● **Action item**: The full listing should be set down exactly as it reads.

● **Material for this task**:
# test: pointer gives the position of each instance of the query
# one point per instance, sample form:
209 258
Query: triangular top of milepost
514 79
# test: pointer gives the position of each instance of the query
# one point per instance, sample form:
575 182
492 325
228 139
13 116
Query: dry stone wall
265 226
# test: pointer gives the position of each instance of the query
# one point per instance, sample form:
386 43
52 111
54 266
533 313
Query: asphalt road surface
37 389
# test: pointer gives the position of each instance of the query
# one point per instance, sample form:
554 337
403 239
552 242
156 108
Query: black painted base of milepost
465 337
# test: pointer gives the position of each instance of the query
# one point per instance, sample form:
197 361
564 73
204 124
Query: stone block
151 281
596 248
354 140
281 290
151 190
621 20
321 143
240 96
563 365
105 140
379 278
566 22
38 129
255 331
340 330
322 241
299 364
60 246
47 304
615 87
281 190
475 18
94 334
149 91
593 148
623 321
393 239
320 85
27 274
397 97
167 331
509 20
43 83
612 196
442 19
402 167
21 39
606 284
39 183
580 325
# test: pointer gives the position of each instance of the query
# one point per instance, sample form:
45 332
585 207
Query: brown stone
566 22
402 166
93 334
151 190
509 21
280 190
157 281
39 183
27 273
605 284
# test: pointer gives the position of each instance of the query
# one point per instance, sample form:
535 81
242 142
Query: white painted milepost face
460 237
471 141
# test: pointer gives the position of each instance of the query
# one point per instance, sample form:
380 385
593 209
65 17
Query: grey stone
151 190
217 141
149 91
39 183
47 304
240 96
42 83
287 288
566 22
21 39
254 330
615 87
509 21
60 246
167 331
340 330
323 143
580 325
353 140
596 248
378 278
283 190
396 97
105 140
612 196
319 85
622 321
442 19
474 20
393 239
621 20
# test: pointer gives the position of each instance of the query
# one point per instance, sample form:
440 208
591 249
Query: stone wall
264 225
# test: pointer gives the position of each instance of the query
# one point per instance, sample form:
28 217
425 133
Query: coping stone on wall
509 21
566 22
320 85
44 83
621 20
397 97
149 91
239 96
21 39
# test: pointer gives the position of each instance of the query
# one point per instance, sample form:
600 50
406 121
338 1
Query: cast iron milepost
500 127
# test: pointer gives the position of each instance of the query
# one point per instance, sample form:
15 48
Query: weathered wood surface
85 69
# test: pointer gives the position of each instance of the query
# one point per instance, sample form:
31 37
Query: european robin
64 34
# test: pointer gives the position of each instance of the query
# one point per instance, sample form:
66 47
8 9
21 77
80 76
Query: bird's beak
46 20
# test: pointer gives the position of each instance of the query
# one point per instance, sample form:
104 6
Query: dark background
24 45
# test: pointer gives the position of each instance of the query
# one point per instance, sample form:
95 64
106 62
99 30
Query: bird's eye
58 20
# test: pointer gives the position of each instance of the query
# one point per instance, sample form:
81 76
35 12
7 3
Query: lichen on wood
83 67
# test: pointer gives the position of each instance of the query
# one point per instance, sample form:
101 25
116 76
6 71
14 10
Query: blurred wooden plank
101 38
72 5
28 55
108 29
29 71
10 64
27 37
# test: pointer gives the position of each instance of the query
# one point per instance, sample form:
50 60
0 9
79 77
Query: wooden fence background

● **Exercise response**:
# test: pointer gives the position of each instance of the query
# one point per instance, sample form:
209 258
Query: triangular top of milepost
514 79
# test: pointer gives the position of each instance of the query
# one point per instance, sample form:
575 182
492 325
228 139
13 116
Query: dry stone wall
265 226
# test: pointer gives the position of each instance of the query
# one point per instance, sample form:
386 43
52 111
54 266
533 313
Query: asphalt road surface
37 389
# test: pointer gives the position of each instance of the query
# one point per instance, sample form:
554 337
403 239
552 242
156 108
Query: black painted base of milepost
465 337
# test: pointer gives the position of each instance of the query
# one point per instance, sample form:
197 361
564 73
204 124
Query: stone block
151 281
596 248
354 140
281 290
151 190
621 20
321 143
240 96
563 365
105 140
379 278
566 22
38 129
255 331
340 330
322 241
299 364
60 246
47 304
615 87
281 190
475 18
94 334
149 91
593 148
623 321
393 239
320 85
27 274
397 97
167 331
509 20
43 83
612 196
442 19
402 167
21 39
606 284
39 183
580 325
# test: pointer gives the position of each instance of the query
# one point per instance, sample form:
45 332
585 207
Query: brown stone
566 22
402 166
93 334
151 190
509 21
280 190
157 281
39 183
27 273
605 284
# test: pointer gives the position of each instance of the query
# one point per instance, sample form:
535 81
242 142
Query: white painted milepost face
460 237
471 141
# test: pointer gives the position of each instance of the query
# one point per instance, sample form:
380 385
593 209
65 17
Query: grey stone
151 190
217 141
149 91
39 183
47 304
240 96
42 83
287 288
566 22
21 39
254 330
615 87
509 21
60 246
167 331
340 330
323 143
580 325
353 140
596 248
378 278
283 190
396 97
105 140
612 196
319 85
622 321
442 19
474 20
393 239
621 20
# test: pointer gives the position of each instance of the query
# one point per instance, sample form:
440 208
591 249
Query: stone wall
264 225
# test: pointer gives the position of each instance of the query
# one point per instance, sample form:
28 217
425 133
Query: coping stone on wall
509 21
566 22
320 85
44 83
621 20
397 97
149 91
239 96
21 39
# test: pointer gives the position of each instance of the query
# one point per instance, sample form:
600 50
406 121
338 1
Query: cast iron milepost
500 127
# test: pointer gives the position of each instance of the query
# one point per instance, sample form:
15 48
Query: weathered wood surface
85 69
# test: pointer gives the position of each instance of the query
# one point per instance, sample form:
31 37
Query: european robin
64 34
# test: pointer gives the position of each instance of the query
# one point per instance, sample form:
66 47
8 9
21 77
80 76
Query: bird's beak
46 20
# test: pointer gives the position of each instance of the query
# one point per instance, sample form:
104 6
Query: dark background
24 45
# test: pointer gives the position of each instance of the query
# one point per instance, sample form:
95 64
106 62
99 30
Query: bird's eye
58 20
# test: pointer gives the position of each instance of the query
# one point per instance, sample form:
81 76
35 12
7 3
Query: lichen on wood
83 67
# test: pointer gives the position of each instance of the query
# one point per instance, sample form:
101 25
116 76
6 71
14 10
Query: blurred wooden plank
101 38
72 5
28 55
108 29
29 71
10 64
27 37
# test: pointer gives the position of each instance of the query
# one point per instance, sample form:
50 60
0 9
79 77
Query: wooden fence background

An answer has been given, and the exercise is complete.